* DIRECTIONS FOR THIS TASK *
After locating the line that contains "[pin] concrete pier -- one per line" in the following entries, reproduce it and each later line exactly, including the last.

* SOURCE MATERIAL *
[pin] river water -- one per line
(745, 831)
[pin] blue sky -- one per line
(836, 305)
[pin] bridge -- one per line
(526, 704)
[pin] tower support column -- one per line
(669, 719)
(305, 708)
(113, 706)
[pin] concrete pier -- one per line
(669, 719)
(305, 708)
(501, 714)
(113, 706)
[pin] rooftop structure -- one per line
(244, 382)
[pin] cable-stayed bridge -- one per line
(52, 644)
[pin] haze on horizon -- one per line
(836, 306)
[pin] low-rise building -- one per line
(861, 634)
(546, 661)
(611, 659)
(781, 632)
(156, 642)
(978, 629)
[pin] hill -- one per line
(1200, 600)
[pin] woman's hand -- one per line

* PROBLEM SOLUTION *
[pin] concrete pier -- one per line
(669, 719)
(305, 708)
(501, 714)
(113, 706)
[pin] rooftop structure -- one per line
(244, 382)
[pin] cable-stayed bridge -- one per line
(52, 644)
[pin] haze on horizon -- one per line
(836, 306)
[pin] low-rise building -- one per line
(861, 634)
(546, 661)
(611, 659)
(781, 632)
(156, 642)
(978, 629)
[pin] hill -- one per line
(1200, 600)
[pin] woman's hand -- one per line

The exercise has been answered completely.